**STATED EXERCISE**
Extract every line in the rows below that contains the string "ceiling".

**MATERIALS PROVIDED**
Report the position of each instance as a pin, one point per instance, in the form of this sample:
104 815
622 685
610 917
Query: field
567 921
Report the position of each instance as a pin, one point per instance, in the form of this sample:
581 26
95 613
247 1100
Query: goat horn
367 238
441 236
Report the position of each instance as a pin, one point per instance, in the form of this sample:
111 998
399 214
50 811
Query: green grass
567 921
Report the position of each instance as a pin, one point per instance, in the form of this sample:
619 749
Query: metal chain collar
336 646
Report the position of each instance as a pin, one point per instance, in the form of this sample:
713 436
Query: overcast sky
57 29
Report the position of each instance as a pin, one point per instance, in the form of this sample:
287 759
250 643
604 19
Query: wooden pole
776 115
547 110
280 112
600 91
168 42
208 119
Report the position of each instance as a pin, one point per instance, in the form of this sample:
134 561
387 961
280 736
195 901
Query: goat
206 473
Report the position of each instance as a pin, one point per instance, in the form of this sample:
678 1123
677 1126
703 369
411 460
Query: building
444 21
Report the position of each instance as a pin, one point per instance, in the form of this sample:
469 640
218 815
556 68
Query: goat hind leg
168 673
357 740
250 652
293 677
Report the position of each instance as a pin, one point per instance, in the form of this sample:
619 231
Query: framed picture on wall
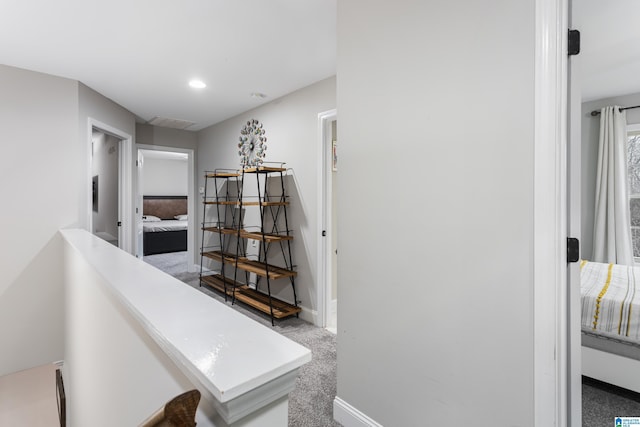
334 155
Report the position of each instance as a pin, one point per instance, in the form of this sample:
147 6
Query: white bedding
610 299
164 225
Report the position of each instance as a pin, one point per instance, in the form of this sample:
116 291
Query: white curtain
612 226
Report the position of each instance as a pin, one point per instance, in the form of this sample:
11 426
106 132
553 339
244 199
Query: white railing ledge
243 364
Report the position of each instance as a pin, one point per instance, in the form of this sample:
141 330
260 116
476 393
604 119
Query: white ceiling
142 53
164 155
610 52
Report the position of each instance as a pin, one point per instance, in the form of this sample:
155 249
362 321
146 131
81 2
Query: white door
139 210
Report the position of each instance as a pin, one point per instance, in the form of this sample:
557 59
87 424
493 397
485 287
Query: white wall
96 371
45 183
435 206
590 136
39 184
163 177
291 125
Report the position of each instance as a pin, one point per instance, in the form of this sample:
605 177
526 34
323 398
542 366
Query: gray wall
590 136
165 177
435 205
166 137
291 125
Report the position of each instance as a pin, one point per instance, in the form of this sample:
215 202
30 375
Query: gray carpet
311 402
602 402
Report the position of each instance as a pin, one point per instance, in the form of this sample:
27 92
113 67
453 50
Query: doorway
109 184
105 155
328 221
166 171
604 73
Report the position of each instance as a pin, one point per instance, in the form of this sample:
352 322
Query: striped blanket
610 299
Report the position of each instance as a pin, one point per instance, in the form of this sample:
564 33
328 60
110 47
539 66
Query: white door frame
190 195
554 362
325 243
125 216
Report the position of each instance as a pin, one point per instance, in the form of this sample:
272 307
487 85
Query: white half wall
291 125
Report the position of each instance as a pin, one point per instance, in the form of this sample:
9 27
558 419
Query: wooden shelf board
221 230
267 237
221 202
256 203
251 297
264 169
255 235
222 175
257 267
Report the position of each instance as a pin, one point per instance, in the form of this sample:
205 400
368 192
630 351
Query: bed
610 323
164 224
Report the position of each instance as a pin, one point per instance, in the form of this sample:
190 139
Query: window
633 152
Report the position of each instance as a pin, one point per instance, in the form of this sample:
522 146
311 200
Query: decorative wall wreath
252 145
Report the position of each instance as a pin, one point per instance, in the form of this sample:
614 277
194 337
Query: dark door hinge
573 249
574 42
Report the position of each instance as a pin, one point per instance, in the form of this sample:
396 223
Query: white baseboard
309 315
349 416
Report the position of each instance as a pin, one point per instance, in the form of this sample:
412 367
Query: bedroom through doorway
165 204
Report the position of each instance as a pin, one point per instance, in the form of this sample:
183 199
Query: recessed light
197 84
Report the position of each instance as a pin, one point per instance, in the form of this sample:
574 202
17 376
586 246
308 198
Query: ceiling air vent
166 122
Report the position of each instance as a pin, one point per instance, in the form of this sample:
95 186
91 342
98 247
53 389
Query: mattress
164 225
610 300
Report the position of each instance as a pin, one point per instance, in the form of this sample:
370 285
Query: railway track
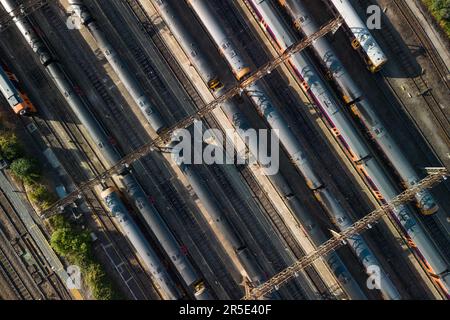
142 16
439 66
153 172
10 273
100 217
431 225
16 237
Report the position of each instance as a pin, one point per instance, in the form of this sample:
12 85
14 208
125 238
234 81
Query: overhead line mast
164 137
24 9
435 176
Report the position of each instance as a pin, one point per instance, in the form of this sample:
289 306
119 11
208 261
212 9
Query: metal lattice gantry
23 9
164 137
435 176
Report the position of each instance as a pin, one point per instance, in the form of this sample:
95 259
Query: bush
440 9
40 195
10 146
102 288
75 245
72 244
26 170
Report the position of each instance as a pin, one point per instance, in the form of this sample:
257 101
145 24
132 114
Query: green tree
101 287
26 170
10 146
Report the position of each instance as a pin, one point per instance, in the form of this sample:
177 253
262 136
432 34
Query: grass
440 9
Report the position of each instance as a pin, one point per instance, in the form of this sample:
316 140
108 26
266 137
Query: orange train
17 99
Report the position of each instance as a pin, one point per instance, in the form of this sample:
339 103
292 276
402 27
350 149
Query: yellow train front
18 100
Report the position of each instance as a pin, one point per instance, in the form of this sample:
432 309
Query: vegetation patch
76 246
440 9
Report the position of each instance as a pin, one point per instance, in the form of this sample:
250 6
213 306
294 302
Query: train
150 214
121 215
130 82
361 38
17 99
266 108
112 156
218 218
348 136
352 95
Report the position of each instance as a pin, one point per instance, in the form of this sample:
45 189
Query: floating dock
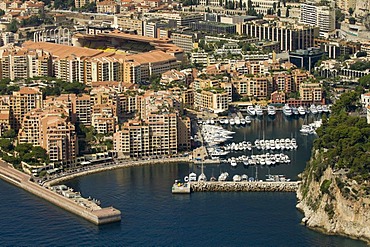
97 216
244 186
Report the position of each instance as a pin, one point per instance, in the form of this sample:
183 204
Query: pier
244 186
95 215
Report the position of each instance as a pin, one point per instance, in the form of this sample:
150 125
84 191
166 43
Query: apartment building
290 36
257 87
19 63
129 23
212 100
103 118
23 101
181 18
156 136
4 116
311 92
183 133
321 16
299 76
283 82
109 6
184 41
263 6
140 67
50 129
81 3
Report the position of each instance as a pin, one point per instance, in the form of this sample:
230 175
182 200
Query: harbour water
152 216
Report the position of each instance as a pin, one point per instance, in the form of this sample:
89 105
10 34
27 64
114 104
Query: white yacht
301 111
259 111
319 108
202 178
287 110
237 178
313 109
271 111
251 111
233 163
192 177
325 109
295 110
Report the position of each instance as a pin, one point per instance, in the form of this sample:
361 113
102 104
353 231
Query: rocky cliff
333 203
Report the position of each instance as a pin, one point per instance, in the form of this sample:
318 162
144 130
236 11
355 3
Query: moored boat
287 110
251 111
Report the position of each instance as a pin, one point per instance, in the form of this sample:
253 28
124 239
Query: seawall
21 180
120 165
244 186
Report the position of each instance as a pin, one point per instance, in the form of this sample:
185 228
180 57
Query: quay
259 186
96 215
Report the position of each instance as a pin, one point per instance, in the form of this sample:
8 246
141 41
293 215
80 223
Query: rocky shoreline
332 213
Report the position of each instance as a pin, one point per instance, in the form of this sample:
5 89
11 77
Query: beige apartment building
156 136
311 92
19 63
212 100
50 129
103 118
257 87
23 101
283 82
108 6
129 23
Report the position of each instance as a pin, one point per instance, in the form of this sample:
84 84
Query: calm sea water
152 216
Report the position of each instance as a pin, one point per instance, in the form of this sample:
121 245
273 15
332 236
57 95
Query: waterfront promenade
97 216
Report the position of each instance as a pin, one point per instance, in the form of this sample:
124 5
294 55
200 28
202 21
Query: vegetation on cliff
343 145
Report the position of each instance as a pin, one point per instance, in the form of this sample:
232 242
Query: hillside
335 191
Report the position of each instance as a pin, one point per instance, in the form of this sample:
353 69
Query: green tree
13 26
23 148
6 145
9 134
365 81
350 11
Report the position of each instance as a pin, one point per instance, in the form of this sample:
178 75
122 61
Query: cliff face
334 203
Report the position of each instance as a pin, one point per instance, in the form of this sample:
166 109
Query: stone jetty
244 186
96 215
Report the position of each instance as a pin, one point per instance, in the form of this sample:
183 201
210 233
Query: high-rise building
290 36
321 16
23 101
50 129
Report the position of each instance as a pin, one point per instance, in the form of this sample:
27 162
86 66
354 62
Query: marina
143 194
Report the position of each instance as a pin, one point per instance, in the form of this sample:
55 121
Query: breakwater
118 165
97 216
244 186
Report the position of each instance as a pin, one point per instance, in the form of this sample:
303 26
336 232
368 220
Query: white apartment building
321 16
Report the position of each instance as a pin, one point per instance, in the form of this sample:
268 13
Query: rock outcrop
333 203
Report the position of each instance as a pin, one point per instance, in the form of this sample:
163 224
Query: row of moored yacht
260 159
277 144
289 110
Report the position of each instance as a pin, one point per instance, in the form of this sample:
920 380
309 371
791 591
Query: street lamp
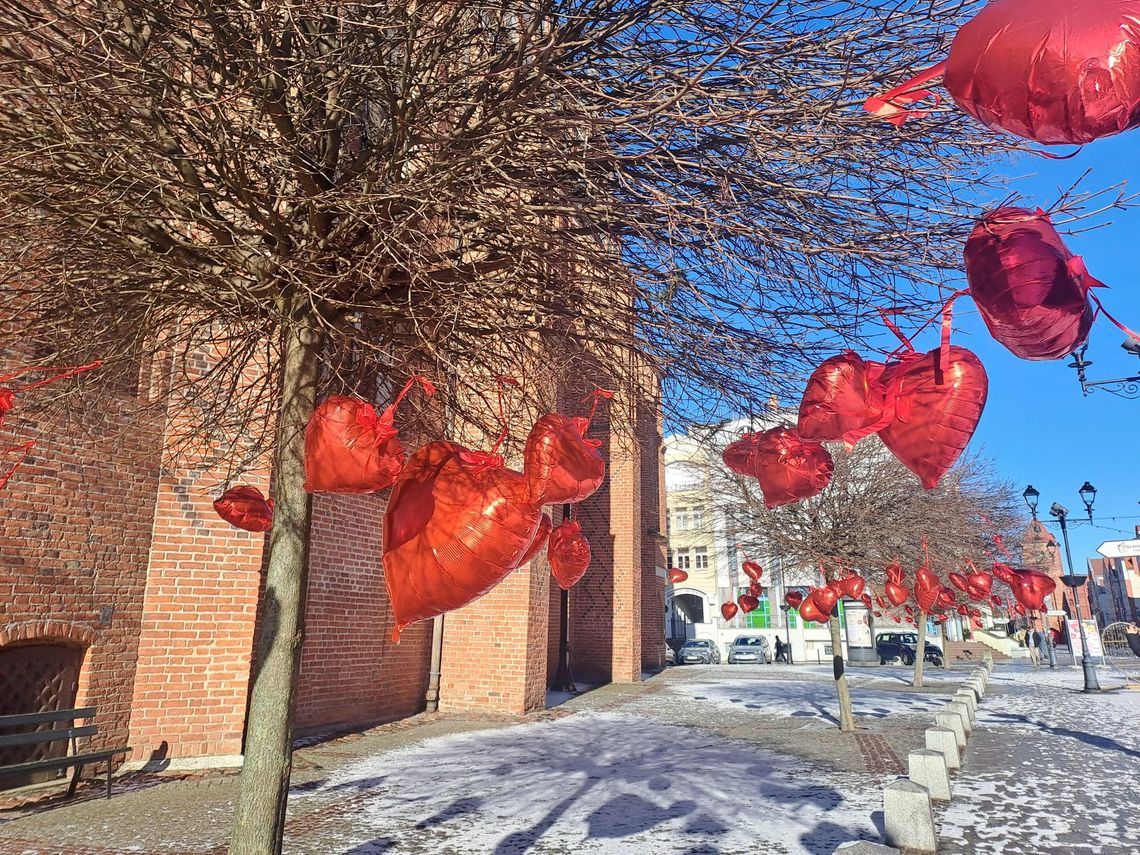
1074 581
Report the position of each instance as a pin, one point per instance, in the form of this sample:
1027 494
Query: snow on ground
594 782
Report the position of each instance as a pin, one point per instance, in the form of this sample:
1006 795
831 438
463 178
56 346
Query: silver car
750 649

**REPLY TO THE EXERCISE**
Query: white ceiling
Query: ceiling air vent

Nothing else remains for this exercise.